▼

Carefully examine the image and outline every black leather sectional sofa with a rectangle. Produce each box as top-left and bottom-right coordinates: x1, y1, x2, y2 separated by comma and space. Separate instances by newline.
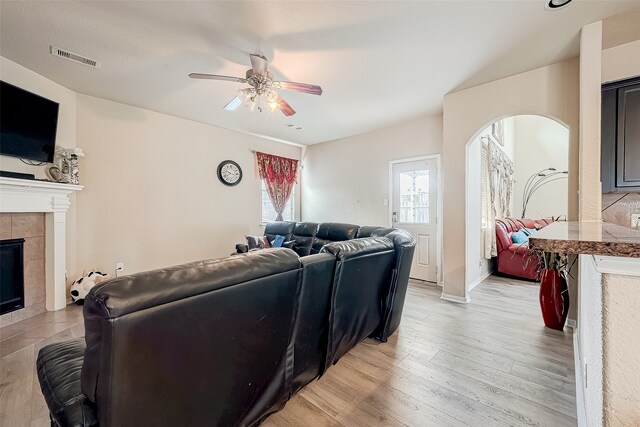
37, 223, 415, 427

▲
▼

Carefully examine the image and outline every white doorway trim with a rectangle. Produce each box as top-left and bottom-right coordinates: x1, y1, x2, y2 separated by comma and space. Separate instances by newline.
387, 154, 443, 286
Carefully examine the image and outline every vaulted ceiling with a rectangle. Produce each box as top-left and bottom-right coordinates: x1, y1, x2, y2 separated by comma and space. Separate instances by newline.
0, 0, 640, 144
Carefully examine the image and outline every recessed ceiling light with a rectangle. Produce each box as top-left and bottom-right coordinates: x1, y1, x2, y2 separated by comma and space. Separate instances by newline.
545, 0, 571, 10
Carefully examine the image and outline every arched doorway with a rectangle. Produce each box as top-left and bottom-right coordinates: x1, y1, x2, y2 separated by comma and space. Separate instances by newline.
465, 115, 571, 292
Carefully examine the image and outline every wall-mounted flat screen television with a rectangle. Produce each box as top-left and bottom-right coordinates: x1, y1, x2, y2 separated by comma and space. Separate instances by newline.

▲

▶ **Exercise task**:
Copy the rows between the lines holding "Carefully examine the image and outline every vaulted" and "Carefully examine the image and outline every wall-mounted", inclusive, with every "rectangle" changed to "bounding box" and everything else left the same. Give only those lines.

▶ **Output below**:
Carefully examine the image and outline every vaulted ceiling with a bounding box. Produce each box as top-left and bottom-right coordinates: x1, y1, x2, y2 separated by comma and space. Separate instances by newline.
0, 0, 640, 144
Carefully examine the image and outline every recessed ceiling light with a bounding box. Produce each box as top-left and bottom-right coordinates: x1, y1, x2, y2 separated by comma and space. Separate instances by newline.
545, 0, 571, 10
Carefully examine the image and outline every arched doorway with a bounding box. Produce each box as top-left and bottom-right coordinates: x1, y1, x2, y2 separated by comma and space. Separate instances by newline.
465, 115, 571, 292
Carefully examine the image and outline every wall-mounted flat screen television with a bounding box. Produce each box as top-left and bottom-right coordinates: x1, y1, x2, y2 separated by comma and space. Separate instances by newline.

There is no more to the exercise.